(begin)

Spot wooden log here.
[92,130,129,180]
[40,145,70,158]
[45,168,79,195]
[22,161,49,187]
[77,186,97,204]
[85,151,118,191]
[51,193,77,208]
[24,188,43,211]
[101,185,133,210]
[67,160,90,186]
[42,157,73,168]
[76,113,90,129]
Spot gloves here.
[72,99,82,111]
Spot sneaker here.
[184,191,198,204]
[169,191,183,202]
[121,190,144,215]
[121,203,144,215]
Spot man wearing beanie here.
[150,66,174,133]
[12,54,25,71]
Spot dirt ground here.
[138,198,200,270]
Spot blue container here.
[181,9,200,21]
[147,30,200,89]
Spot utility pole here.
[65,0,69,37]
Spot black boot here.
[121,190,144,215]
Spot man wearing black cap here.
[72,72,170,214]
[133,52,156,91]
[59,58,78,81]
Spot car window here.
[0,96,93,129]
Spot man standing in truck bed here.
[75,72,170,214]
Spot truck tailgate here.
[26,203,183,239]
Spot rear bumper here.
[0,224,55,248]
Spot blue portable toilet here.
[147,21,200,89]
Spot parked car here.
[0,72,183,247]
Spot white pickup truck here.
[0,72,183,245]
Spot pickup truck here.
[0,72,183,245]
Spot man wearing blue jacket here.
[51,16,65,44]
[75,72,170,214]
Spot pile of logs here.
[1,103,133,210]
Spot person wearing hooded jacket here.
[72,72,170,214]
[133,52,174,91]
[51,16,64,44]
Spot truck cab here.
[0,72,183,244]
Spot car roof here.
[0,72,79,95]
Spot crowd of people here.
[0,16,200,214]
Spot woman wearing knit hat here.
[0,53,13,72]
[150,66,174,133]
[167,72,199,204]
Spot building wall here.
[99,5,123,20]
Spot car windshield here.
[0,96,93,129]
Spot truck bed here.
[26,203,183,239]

(end)

• _PROBLEM STATEMENT_
Shift every coordinate in the material above by adding 149 to it, starting with the line with "Spot parked car here." and going on through the line with "[1,103,133,210]". Write out only those lines again, keeping the lines that hold no coordinates as they are.

• _SOLUTION TO THIS TASK_
Spot parked car here.
[149,221,332,396]
Spot white pickup truck here.
[149,221,332,394]
Spot pickup truck here.
[149,221,332,394]
Spot man wearing blue jacket here.
[200,165,214,193]
[224,221,319,363]
Spot pile of logs here.
[150,252,282,359]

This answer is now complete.